TASK | Output the lines from the one containing "the dinosaur tail" through the one containing "233], [564, 230]]", both included, as a numbered list with blank lines left out.

DATASET RECORDS |
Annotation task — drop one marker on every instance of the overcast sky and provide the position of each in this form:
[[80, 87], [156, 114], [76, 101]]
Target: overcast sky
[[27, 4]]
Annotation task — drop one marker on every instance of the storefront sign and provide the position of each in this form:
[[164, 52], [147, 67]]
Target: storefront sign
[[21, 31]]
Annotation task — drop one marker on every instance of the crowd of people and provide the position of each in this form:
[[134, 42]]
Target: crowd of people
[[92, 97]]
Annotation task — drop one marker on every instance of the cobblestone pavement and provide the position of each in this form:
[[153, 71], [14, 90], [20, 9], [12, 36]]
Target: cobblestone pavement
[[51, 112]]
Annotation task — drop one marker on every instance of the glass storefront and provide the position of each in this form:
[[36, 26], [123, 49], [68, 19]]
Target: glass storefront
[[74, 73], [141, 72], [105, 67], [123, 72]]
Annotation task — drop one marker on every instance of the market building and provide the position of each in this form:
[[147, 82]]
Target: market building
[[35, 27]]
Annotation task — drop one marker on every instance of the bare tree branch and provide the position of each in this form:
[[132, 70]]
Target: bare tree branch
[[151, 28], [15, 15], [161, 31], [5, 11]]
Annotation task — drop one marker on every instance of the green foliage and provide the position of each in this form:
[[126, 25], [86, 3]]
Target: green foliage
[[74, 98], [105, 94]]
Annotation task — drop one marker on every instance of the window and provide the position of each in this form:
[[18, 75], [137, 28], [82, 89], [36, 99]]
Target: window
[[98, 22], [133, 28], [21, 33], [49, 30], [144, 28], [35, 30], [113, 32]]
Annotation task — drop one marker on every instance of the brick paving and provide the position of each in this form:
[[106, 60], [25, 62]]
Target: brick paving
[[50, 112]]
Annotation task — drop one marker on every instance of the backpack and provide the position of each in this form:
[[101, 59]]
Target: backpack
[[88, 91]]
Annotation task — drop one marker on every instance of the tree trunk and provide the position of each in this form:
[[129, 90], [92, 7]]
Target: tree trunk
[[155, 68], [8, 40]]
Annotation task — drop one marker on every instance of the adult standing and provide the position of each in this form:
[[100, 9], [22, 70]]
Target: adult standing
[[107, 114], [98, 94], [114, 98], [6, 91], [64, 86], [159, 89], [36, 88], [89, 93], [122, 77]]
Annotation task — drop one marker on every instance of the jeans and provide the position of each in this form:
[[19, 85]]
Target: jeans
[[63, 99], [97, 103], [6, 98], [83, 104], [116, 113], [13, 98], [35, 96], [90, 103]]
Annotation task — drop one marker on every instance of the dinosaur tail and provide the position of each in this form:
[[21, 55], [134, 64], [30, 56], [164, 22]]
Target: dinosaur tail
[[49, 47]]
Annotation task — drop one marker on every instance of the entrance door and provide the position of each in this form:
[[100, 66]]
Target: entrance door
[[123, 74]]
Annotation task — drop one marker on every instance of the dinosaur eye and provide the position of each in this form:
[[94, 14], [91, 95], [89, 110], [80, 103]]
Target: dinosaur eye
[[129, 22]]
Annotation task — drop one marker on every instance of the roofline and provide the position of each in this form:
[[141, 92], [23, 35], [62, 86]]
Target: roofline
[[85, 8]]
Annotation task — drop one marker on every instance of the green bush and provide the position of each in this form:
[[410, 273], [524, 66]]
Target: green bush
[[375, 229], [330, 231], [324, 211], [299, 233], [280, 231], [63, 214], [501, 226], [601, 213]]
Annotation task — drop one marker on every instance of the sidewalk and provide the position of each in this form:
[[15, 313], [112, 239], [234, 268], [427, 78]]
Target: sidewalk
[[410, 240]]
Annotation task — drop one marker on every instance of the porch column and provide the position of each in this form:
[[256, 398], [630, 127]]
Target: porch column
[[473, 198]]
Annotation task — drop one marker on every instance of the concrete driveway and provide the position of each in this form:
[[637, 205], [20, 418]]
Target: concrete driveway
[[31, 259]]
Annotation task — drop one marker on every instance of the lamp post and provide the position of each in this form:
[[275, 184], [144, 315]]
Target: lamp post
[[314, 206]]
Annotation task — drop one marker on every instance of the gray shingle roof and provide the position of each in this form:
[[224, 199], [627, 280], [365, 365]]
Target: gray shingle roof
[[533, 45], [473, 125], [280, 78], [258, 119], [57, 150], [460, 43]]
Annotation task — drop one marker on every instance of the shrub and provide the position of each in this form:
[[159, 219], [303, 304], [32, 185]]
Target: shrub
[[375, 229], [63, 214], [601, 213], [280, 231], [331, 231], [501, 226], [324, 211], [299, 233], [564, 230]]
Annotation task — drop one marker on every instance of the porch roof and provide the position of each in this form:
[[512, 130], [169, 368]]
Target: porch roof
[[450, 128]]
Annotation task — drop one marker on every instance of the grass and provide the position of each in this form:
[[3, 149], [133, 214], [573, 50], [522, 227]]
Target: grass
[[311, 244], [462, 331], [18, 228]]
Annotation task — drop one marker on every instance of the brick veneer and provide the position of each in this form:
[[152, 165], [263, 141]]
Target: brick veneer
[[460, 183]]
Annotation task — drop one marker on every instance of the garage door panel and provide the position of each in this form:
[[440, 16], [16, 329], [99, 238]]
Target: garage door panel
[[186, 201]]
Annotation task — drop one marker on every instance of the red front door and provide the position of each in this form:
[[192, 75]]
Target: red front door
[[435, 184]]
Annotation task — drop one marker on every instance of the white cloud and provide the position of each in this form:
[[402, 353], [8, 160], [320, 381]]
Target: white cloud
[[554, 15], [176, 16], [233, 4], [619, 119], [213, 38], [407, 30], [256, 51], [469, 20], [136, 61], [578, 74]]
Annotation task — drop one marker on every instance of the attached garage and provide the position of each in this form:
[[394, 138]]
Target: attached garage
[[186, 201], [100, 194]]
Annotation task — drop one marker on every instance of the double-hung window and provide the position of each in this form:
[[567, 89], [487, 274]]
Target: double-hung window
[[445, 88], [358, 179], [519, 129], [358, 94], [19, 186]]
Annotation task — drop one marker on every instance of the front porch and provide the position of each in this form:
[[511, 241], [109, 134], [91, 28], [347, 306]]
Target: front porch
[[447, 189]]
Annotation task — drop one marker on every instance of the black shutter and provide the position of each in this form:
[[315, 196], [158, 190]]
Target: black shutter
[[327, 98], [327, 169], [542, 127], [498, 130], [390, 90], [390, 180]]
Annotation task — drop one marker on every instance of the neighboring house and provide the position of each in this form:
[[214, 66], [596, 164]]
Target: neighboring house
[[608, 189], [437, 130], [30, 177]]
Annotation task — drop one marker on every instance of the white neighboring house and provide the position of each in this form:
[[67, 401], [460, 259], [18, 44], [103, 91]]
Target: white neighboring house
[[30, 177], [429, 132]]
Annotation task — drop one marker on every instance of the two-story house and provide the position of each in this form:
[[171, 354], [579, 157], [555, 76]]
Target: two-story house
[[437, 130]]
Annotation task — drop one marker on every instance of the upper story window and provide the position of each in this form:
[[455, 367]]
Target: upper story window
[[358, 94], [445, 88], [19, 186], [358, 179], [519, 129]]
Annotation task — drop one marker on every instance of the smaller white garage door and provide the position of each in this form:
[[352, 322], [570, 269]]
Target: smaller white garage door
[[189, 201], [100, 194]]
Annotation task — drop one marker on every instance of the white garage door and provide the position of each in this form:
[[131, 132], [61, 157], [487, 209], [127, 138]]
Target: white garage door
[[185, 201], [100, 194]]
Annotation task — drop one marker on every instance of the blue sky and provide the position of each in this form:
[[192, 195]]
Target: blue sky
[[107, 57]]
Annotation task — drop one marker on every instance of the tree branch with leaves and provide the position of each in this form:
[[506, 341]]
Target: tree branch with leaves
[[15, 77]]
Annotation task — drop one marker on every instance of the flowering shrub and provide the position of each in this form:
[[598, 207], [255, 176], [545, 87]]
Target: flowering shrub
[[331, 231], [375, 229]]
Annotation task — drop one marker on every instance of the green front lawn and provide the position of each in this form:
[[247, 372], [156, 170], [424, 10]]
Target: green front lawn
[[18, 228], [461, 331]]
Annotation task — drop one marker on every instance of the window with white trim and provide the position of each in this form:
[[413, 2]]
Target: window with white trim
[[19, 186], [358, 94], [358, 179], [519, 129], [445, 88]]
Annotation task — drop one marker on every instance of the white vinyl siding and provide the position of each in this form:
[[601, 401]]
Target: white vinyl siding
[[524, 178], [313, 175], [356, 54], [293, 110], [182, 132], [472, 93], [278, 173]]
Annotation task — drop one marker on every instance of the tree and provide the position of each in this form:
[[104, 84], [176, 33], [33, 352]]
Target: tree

OUTPUT OF THE EXERCISE |
1. Annotation task — drop one marker on every instance of the dinosaur tail and provide the position of each in this form:
2. [[21, 55], [134, 64], [30, 56], [164, 22]]
3. Target: dinosaur tail
4. [[49, 47]]
5. Annotation task — drop one marker on every instance of the entrance door and provide the position of each in this form:
6. [[100, 66]]
7. Target: entrance door
8. [[123, 74]]
9. Annotation task — drop one marker on every instance of the dinosaur eye and provide the position of each in this form:
10. [[94, 14], [91, 95], [89, 110], [80, 103]]
11. Target: dinosaur eye
12. [[129, 22]]
13. Annotation task — drop one marker on every instance of the roofline and provide the position of each in this form:
14. [[141, 92], [23, 35], [62, 86]]
15. Target: roofline
16. [[85, 8]]
17. Annotation task — drop one marker on every instance of the green bush and provide the position of each in this form:
18. [[410, 273], [524, 66]]
19. Target: green bush
20. [[375, 229], [330, 231], [324, 211], [299, 233], [280, 231], [63, 214], [501, 226], [601, 213]]
21. Annotation task — drop one marker on every instance of the sidewalk and provide the position of each in this form:
22. [[15, 313], [112, 239], [234, 268], [427, 78]]
23. Target: sidewalk
24. [[410, 240]]
25. Annotation task — drop one marker on every instance of the porch column and provide the position of each in this form:
26. [[256, 398], [630, 127]]
27. Target: porch column
28. [[473, 198]]
29. Annotation task — drop one marker on every instance of the concrete driveway and provide the position of each in this form:
30. [[637, 205], [20, 418]]
31. Target: concrete driveway
32. [[31, 259]]
33. Annotation task — drop one marker on every instance of the lamp post and provide the position of each in this form:
34. [[275, 184], [144, 315]]
35. Target: lamp post
36. [[314, 206]]
37. Annotation task — drop one marker on every instance of the gray shingle roof and provide the position of each in this form:
38. [[224, 199], [627, 280], [365, 365]]
39. Target: gray shingle roof
40. [[533, 45], [473, 125], [280, 78], [258, 119], [57, 150], [460, 43]]
41. Annotation task — drop one marker on every instance of the shrub and provide the position of each in this form:
42. [[159, 219], [303, 304], [32, 185]]
43. Target: shrub
44. [[375, 229], [63, 214], [601, 213], [280, 231], [331, 231], [501, 226], [324, 211], [299, 233], [564, 230]]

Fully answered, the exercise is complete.